**Data provided**

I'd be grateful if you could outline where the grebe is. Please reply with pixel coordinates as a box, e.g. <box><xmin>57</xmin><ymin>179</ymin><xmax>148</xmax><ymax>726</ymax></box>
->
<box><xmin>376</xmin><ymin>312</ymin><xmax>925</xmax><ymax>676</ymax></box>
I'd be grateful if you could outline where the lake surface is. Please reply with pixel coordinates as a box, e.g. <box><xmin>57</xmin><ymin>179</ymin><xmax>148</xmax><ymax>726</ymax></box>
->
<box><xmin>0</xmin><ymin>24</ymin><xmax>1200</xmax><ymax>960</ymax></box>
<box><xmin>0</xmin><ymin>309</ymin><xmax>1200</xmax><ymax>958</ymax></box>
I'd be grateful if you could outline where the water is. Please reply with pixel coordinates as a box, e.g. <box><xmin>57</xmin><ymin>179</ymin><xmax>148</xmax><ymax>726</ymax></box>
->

**The problem**
Please write out all of the material above word for word, keeping every character and line break unchanged.

**Output**
I'd be grateful if you could outline where the grebe is. Please reply with pixel coordinates as a box, e.g. <box><xmin>57</xmin><ymin>179</ymin><xmax>148</xmax><ymax>726</ymax></box>
->
<box><xmin>376</xmin><ymin>312</ymin><xmax>925</xmax><ymax>676</ymax></box>
I'd be grateful if you could outline where the lake surface is. Please reply with pixel coordinates as a box, e.g. <box><xmin>57</xmin><ymin>179</ymin><xmax>148</xmax><ymax>726</ymax></box>
->
<box><xmin>0</xmin><ymin>24</ymin><xmax>1200</xmax><ymax>960</ymax></box>
<box><xmin>0</xmin><ymin>309</ymin><xmax>1200</xmax><ymax>958</ymax></box>
I'd be grateful if you could outline where the water is. Please reply with pixel coordinates as a box, e.g. <box><xmin>57</xmin><ymin>179</ymin><xmax>148</xmax><ymax>726</ymax></box>
->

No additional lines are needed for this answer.